* _WHAT TO DO_: Print only the line with "hedge as a single dot per instance." and the lines after it, ending with the last line of the material, each exactly as it stands.

┄┄┄┄┄┄

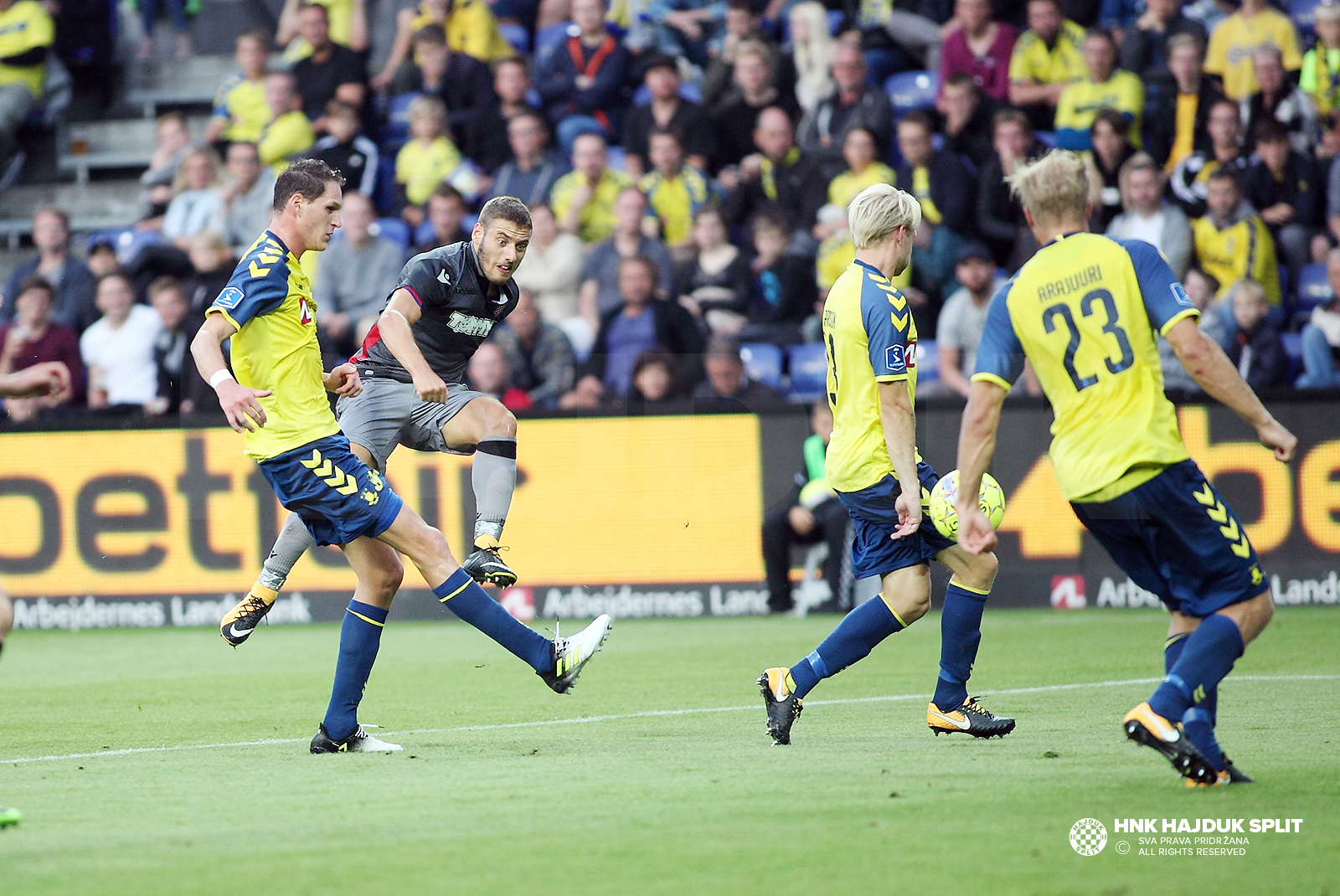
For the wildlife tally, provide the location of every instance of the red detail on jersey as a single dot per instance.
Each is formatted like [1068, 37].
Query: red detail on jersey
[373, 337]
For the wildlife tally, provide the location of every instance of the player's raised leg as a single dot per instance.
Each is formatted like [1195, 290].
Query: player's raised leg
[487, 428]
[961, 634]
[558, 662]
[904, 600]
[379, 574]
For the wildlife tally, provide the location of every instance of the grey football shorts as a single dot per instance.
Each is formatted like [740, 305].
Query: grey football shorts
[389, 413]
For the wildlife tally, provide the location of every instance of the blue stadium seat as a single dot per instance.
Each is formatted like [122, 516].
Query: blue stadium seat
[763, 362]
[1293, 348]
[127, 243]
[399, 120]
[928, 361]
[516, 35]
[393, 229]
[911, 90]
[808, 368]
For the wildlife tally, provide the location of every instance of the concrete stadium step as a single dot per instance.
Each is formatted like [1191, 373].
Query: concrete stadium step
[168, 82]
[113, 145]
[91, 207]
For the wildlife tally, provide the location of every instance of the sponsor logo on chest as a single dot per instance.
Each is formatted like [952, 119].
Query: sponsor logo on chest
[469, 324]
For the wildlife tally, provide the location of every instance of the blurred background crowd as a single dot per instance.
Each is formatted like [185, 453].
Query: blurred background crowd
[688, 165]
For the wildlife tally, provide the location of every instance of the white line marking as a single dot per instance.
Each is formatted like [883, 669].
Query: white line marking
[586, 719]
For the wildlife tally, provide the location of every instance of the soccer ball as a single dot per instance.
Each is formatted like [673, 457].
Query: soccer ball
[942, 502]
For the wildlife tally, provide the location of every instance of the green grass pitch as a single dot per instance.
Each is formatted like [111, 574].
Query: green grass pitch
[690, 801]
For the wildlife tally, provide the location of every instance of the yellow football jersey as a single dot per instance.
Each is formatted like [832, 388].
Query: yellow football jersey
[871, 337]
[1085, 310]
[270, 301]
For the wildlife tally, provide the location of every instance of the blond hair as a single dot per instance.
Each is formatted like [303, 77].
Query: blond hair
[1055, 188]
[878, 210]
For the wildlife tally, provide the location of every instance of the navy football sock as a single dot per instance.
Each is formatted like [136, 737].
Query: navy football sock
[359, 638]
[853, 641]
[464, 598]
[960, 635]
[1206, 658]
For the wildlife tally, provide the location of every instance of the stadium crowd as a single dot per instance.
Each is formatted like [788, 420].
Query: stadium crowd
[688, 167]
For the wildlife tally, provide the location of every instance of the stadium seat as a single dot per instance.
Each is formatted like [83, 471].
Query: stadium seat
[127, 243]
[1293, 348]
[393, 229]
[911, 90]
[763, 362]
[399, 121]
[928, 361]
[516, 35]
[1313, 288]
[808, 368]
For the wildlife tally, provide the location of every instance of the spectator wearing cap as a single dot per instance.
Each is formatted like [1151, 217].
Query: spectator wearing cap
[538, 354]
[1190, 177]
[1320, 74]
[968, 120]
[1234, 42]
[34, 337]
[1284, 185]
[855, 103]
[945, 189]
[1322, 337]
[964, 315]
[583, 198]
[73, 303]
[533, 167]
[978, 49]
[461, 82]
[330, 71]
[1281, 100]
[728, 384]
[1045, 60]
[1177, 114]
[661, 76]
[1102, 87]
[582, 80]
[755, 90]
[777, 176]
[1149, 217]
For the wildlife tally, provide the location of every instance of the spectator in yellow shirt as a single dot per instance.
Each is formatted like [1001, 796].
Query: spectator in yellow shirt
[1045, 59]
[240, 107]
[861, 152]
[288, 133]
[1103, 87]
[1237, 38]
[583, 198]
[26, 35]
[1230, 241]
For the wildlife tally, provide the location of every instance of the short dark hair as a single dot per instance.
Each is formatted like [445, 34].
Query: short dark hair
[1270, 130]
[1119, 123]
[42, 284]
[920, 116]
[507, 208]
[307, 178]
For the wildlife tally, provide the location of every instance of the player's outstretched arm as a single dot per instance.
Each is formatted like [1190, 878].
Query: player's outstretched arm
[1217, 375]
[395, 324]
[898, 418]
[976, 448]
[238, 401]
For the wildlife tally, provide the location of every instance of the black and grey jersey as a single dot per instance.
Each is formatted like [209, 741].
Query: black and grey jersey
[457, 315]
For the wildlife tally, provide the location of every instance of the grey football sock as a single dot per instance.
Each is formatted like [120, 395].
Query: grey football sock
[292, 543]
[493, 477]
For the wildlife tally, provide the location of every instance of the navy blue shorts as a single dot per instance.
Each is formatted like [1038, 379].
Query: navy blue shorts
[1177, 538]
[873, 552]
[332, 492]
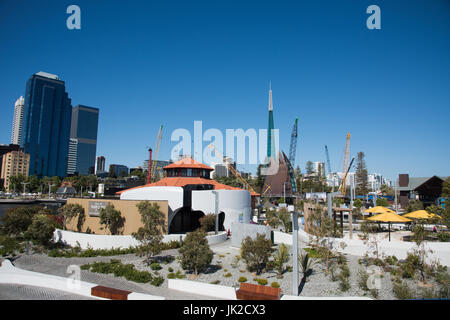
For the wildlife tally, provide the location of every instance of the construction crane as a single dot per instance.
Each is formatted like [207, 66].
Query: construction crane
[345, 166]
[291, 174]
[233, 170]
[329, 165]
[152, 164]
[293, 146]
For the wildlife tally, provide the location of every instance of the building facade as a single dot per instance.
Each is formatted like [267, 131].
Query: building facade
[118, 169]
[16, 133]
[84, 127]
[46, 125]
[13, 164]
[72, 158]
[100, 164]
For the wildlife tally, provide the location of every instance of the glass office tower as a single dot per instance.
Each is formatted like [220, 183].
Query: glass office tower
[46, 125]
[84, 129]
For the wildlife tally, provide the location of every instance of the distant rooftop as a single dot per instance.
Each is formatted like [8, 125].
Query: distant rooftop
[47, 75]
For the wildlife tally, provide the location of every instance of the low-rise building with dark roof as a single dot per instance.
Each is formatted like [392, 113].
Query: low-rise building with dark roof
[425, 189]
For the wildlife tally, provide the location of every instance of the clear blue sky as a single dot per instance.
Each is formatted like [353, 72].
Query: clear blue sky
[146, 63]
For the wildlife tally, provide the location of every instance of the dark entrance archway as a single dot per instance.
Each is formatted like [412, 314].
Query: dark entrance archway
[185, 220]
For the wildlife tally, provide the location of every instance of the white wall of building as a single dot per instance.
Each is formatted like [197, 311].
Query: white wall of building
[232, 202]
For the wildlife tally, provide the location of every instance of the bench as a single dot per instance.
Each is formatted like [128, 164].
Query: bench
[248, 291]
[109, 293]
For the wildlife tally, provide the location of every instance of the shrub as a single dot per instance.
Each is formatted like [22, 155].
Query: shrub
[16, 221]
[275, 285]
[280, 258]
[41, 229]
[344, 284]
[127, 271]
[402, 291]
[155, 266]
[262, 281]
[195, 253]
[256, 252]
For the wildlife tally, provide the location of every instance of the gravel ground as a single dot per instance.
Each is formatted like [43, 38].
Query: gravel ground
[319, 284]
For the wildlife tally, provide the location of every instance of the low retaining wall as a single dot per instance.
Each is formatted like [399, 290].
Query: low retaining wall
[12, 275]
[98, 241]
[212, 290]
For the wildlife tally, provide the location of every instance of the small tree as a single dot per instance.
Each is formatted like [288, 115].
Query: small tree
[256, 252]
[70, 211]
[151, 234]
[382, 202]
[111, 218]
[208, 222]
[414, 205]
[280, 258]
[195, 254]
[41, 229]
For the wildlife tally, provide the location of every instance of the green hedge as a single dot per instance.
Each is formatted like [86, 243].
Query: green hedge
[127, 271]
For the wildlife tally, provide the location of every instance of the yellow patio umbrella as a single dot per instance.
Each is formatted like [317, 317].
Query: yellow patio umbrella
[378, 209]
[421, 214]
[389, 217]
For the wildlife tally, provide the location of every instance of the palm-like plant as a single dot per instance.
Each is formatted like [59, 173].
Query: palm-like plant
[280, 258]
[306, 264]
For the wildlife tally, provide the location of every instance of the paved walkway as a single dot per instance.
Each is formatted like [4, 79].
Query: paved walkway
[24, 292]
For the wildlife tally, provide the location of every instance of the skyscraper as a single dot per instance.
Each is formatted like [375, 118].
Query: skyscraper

┄┄┄┄┄┄

* _SOLUTION TO THE PROBLEM_:
For the wildlife tally, provide the location of every instance of the green hedge as a single dot per instance.
Each is formatted like [86, 243].
Query: green hedge
[127, 271]
For the wildlife tally, provide the location of every instance of the yellow patio umbrella as a single dot per instance.
Each is formatted like [317, 317].
Query: yellow patio umbrella
[378, 209]
[421, 214]
[389, 217]
For the wildlife tally, provide the location of every instance of the palm-like plant as a single dot per instance.
Each is formatted like [59, 173].
Query: palm-like plant
[280, 258]
[306, 264]
For the wildlife tally, provide the location of every instance of the paved walkway as a single dot per instance.
Each is formatted like [4, 79].
Query: paved walkway
[24, 292]
For the wildlife tally, provide the location of every instance of the skyscraper as a single dot per instance.
Each is formatted like [375, 118].
Query: skyscraper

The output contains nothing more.